**GOAL OF THE EXERCISE:** Please find each line below that contains the word "blue" and copy those lines out.

━━━━━ MATERIAL FOR THIS TASK

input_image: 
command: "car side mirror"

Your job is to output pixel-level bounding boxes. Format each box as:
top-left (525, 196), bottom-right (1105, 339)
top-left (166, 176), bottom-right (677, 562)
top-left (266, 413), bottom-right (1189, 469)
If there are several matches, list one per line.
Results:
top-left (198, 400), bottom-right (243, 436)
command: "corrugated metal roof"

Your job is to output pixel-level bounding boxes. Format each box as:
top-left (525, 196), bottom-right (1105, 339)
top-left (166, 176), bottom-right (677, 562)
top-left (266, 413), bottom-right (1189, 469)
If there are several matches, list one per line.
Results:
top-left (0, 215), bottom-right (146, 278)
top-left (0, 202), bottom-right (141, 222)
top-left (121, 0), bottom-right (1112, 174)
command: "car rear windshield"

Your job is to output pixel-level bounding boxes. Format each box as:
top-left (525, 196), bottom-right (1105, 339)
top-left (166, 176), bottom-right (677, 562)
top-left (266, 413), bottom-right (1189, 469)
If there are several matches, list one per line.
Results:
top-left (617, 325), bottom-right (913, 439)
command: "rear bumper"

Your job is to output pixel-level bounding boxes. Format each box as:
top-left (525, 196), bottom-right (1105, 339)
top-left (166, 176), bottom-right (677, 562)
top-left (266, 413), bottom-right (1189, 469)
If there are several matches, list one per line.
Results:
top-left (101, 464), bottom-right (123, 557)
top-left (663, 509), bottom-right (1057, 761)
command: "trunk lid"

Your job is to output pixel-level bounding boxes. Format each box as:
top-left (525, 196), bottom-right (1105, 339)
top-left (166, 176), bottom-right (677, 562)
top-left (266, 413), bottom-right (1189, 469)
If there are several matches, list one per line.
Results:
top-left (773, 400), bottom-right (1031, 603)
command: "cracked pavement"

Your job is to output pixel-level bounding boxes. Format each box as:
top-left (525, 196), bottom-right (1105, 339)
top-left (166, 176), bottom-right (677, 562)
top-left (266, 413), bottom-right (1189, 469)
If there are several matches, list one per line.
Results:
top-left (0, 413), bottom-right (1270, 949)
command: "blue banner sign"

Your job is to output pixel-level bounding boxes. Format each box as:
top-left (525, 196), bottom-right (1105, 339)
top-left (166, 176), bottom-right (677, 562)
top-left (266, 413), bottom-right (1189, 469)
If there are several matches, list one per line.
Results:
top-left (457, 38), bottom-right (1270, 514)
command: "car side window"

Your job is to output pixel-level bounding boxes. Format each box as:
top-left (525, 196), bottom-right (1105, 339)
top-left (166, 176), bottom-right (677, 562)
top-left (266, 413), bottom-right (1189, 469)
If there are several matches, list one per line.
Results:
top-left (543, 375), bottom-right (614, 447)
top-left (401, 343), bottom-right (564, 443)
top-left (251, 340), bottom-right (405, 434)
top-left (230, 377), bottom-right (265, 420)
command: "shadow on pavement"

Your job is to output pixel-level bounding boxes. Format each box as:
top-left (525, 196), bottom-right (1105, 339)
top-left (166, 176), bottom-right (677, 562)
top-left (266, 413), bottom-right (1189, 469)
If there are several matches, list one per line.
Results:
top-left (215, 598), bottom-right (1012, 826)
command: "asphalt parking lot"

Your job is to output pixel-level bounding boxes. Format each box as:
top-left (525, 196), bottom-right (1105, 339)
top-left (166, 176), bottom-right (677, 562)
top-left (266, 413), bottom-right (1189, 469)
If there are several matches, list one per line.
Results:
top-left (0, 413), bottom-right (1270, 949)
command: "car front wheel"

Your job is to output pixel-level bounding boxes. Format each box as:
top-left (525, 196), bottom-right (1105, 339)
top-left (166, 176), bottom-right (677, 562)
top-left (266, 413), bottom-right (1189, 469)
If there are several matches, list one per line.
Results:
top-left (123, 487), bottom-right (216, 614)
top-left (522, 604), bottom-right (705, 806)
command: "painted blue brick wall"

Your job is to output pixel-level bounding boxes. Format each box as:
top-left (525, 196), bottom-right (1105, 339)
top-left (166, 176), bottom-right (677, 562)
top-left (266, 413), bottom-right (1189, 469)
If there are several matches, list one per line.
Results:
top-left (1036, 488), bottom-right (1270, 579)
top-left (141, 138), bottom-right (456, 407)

━━━━━━━━━━

**RESULT FOR THIS EXERCISE:**
command: "blue banner sign"
command: "painted blue brick wall"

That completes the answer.